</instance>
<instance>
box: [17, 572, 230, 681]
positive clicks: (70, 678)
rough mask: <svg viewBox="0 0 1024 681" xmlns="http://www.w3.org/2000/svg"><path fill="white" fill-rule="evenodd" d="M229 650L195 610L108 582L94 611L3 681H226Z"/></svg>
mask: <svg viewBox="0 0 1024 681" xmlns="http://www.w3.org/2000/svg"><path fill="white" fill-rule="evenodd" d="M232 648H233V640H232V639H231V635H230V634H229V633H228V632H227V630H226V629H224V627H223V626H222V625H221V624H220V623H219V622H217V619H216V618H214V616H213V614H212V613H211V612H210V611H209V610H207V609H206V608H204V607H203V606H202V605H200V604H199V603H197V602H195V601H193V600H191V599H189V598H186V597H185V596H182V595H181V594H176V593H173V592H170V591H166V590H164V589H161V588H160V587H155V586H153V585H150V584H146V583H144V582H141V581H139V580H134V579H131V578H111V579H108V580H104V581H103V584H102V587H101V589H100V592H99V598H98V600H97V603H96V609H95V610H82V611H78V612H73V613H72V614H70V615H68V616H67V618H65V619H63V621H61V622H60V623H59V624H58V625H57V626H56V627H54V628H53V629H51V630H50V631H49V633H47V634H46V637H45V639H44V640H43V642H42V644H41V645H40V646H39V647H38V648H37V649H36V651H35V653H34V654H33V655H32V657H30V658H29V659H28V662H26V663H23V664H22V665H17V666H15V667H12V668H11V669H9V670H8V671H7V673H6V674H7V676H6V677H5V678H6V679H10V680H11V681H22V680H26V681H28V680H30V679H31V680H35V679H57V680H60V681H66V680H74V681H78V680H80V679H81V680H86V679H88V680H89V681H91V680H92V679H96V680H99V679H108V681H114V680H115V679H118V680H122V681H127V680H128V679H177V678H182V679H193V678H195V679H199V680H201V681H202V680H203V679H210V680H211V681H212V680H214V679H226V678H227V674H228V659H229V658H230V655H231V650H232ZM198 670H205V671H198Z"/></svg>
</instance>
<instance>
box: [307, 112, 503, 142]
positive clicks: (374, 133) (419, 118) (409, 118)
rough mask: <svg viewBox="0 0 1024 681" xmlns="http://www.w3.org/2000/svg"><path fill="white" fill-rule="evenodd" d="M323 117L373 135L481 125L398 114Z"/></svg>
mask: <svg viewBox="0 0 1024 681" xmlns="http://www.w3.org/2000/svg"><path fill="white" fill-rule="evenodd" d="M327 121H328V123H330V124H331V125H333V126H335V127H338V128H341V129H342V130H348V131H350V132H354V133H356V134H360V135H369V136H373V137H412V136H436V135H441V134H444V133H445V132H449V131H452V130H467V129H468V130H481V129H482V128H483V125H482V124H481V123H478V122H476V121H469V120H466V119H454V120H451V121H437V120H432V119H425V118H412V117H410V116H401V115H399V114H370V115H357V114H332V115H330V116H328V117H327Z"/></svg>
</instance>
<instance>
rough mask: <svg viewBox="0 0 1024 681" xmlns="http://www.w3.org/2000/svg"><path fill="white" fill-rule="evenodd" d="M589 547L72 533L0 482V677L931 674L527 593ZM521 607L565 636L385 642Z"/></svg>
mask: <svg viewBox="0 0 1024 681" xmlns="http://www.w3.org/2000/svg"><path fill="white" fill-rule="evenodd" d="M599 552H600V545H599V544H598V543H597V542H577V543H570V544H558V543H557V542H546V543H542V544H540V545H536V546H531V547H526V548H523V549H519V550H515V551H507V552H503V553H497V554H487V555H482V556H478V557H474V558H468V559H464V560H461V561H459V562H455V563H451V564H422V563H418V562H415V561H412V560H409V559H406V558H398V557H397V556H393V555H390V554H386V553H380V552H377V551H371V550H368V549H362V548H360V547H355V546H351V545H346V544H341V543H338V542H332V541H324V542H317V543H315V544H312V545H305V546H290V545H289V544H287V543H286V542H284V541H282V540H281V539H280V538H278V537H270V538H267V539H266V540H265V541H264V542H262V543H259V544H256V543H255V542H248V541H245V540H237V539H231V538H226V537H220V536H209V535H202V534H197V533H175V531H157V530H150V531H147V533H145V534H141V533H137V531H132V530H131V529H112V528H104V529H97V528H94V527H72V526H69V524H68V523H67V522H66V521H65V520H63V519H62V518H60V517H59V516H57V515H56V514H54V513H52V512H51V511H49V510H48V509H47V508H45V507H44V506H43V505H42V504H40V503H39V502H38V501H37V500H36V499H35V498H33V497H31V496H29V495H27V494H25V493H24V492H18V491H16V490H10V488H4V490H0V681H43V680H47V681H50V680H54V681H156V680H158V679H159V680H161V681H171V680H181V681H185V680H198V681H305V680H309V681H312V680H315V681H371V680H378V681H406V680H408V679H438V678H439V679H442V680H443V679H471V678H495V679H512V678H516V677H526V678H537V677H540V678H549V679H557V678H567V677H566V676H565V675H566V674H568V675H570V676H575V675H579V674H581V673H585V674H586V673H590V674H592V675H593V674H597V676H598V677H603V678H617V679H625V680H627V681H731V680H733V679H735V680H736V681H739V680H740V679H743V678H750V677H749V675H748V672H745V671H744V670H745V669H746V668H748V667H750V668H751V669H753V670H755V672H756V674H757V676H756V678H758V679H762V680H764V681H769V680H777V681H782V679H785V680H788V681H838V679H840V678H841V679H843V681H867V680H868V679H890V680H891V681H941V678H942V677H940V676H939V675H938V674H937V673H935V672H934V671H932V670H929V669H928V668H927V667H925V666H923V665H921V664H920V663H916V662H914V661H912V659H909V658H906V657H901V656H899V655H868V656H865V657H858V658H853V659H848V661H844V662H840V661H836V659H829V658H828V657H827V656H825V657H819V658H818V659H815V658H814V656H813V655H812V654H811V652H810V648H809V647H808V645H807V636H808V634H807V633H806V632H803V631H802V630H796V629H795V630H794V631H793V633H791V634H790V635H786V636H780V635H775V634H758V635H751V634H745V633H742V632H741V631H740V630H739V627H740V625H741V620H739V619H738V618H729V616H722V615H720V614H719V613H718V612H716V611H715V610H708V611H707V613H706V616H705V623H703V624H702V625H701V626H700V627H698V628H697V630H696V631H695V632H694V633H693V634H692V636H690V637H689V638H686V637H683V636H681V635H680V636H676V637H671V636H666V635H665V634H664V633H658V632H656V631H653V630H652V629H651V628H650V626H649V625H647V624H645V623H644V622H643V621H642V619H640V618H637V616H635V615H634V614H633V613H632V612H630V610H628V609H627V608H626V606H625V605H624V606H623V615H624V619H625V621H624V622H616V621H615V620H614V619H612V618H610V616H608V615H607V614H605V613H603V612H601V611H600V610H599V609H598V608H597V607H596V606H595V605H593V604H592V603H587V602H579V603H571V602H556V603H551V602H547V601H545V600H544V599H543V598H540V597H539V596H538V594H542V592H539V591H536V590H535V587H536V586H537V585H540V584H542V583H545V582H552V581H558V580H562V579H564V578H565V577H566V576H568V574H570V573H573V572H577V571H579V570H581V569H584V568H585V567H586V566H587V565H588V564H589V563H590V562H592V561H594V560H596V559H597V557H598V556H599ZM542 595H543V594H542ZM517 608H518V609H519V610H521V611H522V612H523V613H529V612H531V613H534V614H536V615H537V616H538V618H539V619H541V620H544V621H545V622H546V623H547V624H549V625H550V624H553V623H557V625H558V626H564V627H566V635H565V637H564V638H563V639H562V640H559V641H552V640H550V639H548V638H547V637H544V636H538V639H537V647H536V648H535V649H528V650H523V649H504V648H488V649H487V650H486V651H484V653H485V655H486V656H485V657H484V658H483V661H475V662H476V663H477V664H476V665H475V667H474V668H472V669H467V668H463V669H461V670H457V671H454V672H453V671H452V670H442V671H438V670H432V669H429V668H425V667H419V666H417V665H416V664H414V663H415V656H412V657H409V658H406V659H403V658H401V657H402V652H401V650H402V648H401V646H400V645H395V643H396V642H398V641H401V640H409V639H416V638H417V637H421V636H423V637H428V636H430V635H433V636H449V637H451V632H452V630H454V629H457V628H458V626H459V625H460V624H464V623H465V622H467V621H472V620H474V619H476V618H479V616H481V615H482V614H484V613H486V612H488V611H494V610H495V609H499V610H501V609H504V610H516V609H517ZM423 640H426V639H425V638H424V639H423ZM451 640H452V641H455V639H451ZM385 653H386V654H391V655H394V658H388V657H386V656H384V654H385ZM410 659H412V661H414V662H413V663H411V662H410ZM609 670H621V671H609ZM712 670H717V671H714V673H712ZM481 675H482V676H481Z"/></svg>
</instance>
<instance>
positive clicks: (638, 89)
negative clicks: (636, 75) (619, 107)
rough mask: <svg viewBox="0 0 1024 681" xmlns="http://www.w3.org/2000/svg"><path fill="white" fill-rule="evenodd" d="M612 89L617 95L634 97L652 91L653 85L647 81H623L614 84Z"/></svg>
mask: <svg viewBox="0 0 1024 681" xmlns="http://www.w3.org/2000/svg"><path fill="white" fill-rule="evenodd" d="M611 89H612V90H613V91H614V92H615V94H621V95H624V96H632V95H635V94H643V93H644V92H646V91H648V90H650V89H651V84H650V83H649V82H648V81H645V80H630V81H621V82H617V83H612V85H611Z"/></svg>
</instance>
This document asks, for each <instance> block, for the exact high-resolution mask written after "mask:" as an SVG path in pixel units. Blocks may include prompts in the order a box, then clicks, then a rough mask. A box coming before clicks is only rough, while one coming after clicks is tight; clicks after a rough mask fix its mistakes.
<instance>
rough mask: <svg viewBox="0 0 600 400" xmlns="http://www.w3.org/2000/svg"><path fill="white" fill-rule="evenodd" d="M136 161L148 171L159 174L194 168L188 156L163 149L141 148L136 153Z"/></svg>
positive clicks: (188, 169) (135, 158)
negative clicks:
* * *
Copy out the stretch of the records from their start through the line containing "650L195 610L108 582L94", reproducing every character unchanged.

## Answer section
</instance>
<instance>
box: [17, 572, 230, 681]
positive clicks: (70, 678)
rough mask: <svg viewBox="0 0 1024 681" xmlns="http://www.w3.org/2000/svg"><path fill="white" fill-rule="evenodd" d="M229 650L195 610L108 582L94 611L3 681H226Z"/></svg>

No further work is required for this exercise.